▸ WHAT IS REQUIRED:
Reproduce the lines below word for word, keeping every character and line break unchanged.

▸ ENTRIES SHOWN:
## Begin
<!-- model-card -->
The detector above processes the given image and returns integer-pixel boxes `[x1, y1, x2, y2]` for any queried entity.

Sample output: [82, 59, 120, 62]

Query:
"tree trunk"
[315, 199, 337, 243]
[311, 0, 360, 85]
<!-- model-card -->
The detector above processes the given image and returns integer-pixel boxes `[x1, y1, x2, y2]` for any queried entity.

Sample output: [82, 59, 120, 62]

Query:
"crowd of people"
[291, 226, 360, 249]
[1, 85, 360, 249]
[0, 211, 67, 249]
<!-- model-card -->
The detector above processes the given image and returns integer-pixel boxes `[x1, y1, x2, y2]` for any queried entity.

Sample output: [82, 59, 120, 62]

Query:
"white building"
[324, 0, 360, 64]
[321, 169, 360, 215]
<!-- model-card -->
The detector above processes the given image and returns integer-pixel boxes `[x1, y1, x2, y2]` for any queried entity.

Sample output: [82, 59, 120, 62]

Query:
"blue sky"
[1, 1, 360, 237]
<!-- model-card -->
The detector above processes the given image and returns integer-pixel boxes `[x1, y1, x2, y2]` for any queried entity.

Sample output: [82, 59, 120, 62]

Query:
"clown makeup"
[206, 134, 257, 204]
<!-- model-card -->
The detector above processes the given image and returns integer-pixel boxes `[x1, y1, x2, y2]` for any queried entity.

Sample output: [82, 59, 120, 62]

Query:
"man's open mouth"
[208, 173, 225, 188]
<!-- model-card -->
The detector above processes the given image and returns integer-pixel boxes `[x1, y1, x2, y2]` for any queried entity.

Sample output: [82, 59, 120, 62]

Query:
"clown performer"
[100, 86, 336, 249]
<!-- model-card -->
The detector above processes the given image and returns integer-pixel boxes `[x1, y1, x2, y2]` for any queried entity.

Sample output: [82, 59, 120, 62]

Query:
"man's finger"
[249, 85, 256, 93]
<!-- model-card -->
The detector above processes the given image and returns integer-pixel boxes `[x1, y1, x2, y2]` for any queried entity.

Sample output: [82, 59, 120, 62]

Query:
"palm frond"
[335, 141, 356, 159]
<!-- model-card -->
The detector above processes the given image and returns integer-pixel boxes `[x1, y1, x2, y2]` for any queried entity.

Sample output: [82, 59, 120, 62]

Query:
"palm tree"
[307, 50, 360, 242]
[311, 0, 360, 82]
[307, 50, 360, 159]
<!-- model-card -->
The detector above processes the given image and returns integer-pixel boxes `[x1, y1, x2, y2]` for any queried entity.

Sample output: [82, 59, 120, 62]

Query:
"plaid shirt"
## End
▸ OUTPUT:
<!-- model-card -->
The detector above processes the given image and returns integer-pixel boxes `[x1, y1, x2, y2]` for any queried entity.

Sample output: [82, 59, 120, 62]

Query:
"tree trunk"
[315, 199, 337, 243]
[311, 0, 360, 85]
<!-- model-card -->
The detector above processes the given image and returns integer-pixel boxes `[x1, y1, x2, y2]` for any queried entity.

Sample output: [82, 59, 120, 62]

Query:
"crowd of people"
[291, 226, 360, 249]
[1, 85, 360, 249]
[0, 211, 67, 249]
<!-- model-card -->
The detector above processes the given image and returns integer-pixel boxes `[x1, y1, x2, y2]` for any queried entity.

Sample output: [82, 59, 120, 62]

Query:
"white building"
[324, 0, 360, 64]
[321, 169, 360, 215]
<!-- model-card -->
The detector above processes the given image and returns integer-pixel boxes `[x1, y1, x2, y2]` for any queried entity.

Sample output: [82, 59, 120, 62]

Query:
"blue sky"
[1, 1, 360, 237]
<!-- model-card -->
The detector above processes the given image and returns integer-pixel boxes `[x1, y1, x2, y2]` for any queried entity.

Sample output: [82, 59, 120, 62]

Query:
"clown makeup"
[206, 134, 257, 204]
<!-- model-card -->
The detector above processes the given image and returns integer-pixel boxes `[x1, y1, x2, y2]` for any queried entity.

Sample output: [82, 59, 120, 62]

Query:
"man's open mouth"
[208, 173, 225, 188]
<!-- model-card -->
The detector above processes the given image and returns integer-pixel boxes `[x1, y1, x2, y2]` for any queried entity.

Sample output: [82, 59, 120, 62]

Query:
"clown performer"
[100, 86, 336, 249]
<!-- model-card -->
The detector above processes the given image and returns integer-pixel boxes `[x1, y1, x2, y2]` for any queried entity.

Sample output: [82, 59, 120, 62]

Query:
"man's finger"
[249, 85, 256, 93]
<!-- model-card -->
The detector above processes the given image and returns integer-pixel boxes `[x1, y1, x2, y2]` for any queried entity.

Sample output: [82, 59, 120, 62]

Query:
"palm frond"
[335, 141, 356, 159]
<!-- model-card -->
The detector above processes the given image and returns integer-pixel boxes `[x1, y1, x2, y2]` for any queried entity.

Sample output: [82, 59, 120, 62]

Query:
"palm tree"
[307, 50, 360, 242]
[311, 0, 360, 82]
[307, 50, 360, 159]
<!-- model-card -->
The detector above processes the given image and returns integer-pixel boxes `[x1, y1, x2, y2]` for any queried entity.

Sample output: [82, 59, 120, 62]

Query:
"plaid shirt"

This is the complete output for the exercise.